__Work required__:
Somewhere below, one line contains "If you could indicate the lavender" and a later line contains "point(550, 270)". Output those two lines and everything between them exactly, and nothing else.

__Data records__:
====================

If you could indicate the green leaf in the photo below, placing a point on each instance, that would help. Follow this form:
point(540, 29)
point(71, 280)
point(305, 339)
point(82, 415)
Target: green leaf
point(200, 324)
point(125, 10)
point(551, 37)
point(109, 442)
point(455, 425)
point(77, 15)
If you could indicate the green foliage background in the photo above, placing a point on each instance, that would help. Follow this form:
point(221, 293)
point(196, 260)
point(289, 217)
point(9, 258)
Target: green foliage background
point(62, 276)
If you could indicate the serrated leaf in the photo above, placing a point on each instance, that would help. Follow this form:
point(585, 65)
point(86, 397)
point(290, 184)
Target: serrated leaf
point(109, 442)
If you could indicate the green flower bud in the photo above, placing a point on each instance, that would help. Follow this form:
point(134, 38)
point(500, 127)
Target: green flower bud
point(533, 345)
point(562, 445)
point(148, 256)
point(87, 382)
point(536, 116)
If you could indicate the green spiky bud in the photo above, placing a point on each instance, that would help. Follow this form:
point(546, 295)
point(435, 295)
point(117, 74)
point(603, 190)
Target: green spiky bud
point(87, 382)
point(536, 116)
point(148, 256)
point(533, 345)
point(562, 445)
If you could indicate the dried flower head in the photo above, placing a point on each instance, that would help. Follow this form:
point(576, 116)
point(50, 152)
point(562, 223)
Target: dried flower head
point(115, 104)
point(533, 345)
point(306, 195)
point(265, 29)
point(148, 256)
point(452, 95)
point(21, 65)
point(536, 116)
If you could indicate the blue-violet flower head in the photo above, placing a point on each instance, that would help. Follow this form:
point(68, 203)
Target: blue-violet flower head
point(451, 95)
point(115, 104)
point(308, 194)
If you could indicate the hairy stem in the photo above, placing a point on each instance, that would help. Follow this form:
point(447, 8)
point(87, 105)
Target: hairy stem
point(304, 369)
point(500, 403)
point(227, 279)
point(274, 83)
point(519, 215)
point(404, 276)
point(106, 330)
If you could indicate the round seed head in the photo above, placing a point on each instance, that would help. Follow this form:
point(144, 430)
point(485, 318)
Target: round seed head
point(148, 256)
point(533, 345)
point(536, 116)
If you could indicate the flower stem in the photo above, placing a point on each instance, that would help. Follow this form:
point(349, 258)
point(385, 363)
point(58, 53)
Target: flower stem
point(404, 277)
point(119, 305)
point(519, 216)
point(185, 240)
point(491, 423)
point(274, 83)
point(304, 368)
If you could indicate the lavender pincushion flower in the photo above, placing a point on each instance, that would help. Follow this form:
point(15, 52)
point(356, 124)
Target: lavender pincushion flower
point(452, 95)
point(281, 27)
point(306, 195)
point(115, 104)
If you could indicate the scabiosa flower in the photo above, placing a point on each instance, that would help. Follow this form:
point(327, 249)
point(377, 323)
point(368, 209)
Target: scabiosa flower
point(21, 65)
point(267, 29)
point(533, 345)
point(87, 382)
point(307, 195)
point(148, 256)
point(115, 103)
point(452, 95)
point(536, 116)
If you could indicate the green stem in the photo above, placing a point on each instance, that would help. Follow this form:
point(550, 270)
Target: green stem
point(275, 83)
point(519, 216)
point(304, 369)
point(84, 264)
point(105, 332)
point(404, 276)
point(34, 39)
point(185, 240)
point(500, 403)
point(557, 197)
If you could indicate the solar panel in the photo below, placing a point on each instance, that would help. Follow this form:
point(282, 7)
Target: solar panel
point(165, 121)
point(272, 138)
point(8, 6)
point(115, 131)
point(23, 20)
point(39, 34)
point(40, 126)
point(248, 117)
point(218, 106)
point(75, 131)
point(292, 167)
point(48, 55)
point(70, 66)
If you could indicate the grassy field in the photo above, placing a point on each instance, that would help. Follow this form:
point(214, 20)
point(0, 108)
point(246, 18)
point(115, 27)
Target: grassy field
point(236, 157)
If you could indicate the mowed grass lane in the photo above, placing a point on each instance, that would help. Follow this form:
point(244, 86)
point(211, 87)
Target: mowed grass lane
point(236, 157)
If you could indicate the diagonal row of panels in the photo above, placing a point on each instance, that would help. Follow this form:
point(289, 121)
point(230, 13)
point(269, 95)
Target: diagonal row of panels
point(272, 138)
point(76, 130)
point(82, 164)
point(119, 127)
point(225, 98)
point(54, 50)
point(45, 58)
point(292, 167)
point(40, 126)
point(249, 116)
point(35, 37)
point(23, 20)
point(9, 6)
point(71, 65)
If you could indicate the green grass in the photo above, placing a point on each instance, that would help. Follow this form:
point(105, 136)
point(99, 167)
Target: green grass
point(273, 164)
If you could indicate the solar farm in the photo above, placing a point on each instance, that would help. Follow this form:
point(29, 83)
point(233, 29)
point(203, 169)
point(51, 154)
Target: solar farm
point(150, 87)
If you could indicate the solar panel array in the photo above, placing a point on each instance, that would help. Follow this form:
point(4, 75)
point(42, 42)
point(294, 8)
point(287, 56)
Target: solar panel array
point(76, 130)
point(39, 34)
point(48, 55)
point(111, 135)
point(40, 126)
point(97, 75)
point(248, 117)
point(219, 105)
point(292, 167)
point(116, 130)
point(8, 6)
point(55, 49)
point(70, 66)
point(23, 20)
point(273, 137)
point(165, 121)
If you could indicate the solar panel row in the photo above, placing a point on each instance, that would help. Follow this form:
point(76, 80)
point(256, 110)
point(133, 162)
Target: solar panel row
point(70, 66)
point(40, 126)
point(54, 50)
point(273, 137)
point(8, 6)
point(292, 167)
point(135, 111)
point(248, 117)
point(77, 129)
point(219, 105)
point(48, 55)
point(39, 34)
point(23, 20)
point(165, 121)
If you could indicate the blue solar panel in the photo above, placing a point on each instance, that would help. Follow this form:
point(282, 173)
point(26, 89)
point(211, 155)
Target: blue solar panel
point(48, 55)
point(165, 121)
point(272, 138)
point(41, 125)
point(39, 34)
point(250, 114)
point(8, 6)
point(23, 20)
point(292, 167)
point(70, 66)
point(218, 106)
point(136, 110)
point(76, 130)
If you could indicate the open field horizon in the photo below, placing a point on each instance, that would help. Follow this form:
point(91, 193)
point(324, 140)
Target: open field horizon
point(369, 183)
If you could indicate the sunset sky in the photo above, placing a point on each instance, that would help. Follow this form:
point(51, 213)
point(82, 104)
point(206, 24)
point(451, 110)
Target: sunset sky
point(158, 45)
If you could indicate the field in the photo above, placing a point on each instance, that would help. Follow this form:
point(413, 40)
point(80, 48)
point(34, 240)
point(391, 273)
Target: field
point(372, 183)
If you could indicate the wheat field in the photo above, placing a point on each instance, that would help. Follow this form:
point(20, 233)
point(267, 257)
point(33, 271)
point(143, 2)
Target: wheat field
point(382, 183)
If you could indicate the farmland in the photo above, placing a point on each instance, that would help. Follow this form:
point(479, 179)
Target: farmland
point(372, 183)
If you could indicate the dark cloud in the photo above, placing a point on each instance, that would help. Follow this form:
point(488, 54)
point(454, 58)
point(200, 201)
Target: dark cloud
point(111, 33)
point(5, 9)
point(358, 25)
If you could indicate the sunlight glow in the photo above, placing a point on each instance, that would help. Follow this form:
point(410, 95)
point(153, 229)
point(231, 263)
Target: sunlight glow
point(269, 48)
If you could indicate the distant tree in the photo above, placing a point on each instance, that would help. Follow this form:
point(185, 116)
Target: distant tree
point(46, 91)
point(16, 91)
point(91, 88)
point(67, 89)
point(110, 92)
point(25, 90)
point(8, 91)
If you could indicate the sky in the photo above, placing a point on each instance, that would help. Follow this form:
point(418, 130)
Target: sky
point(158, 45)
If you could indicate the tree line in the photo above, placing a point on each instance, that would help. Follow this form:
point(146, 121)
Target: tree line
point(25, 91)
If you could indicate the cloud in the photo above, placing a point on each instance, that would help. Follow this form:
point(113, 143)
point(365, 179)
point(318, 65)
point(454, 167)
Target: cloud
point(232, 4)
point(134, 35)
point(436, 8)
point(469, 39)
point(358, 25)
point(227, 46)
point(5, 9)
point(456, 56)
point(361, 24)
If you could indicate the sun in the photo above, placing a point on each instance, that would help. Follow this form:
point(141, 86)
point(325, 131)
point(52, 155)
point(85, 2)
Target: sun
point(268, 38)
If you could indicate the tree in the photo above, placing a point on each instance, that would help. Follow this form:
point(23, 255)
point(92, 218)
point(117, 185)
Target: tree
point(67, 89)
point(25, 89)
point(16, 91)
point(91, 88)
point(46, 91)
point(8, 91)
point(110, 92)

====================

__The completed task__:
If you could indicate the lavender pincushion flower in the photo above, placing a point on each instance, that would help. Follow this form:
point(15, 52)
point(356, 124)
Target: lavender pincushion flower
point(452, 95)
point(281, 27)
point(306, 195)
point(115, 104)
If you could indicate the scabiosa flower in the photo above, placing a point on each instance, that would help. Follow this form:
point(327, 249)
point(377, 323)
point(368, 209)
Target: scabiosa flower
point(21, 65)
point(267, 29)
point(533, 345)
point(87, 382)
point(307, 195)
point(148, 256)
point(115, 103)
point(452, 95)
point(536, 116)
If you could indicate the green stem in the photo above, placing a point on each instance, that would help. Follow this form:
point(550, 270)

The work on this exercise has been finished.